__Exercise instructions__:
Each line from the one that contains "If you could tag the lip" through the end of the entries should be repeated exactly, with nothing added.

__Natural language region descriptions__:
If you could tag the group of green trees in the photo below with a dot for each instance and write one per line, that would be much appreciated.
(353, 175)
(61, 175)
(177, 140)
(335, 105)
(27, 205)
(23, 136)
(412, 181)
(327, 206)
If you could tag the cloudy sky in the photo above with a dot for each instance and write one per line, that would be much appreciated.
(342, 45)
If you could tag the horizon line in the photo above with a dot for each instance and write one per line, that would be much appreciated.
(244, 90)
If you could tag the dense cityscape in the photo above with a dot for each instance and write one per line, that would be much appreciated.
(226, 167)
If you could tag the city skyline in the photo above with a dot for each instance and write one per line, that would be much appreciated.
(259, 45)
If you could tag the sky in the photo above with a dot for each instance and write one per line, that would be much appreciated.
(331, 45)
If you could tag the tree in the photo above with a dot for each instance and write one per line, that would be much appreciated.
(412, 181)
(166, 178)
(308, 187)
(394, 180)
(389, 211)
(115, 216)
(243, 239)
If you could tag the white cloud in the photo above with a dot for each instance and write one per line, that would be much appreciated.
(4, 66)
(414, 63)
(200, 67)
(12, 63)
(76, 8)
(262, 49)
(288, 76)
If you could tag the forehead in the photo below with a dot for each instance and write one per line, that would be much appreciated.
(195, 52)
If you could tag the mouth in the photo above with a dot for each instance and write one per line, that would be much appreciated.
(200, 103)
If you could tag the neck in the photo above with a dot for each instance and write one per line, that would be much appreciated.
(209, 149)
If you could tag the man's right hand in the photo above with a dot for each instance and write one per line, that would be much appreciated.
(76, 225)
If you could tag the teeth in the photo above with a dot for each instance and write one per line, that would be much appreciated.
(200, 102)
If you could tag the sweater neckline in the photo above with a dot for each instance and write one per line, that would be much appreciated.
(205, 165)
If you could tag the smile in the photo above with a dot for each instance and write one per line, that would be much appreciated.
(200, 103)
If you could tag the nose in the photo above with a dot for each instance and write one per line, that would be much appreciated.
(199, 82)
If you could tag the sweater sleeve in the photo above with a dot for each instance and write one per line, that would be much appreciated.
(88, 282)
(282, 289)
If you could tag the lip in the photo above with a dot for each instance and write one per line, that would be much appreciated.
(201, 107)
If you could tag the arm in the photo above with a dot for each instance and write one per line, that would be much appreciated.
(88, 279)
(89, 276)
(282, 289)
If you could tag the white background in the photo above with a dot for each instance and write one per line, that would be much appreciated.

__Solution for this task__:
If you could tag the lip in the photo above with a dot for each instance and write one per line, that would be much appreciated.
(201, 107)
If you could tag the arm in the photo above with a dot for each instance and write one per line, that would be much appreciated.
(88, 279)
(89, 276)
(282, 289)
If you could tag the white background in the photo above with a dot for each instance and write one per line, that would be much appreciated.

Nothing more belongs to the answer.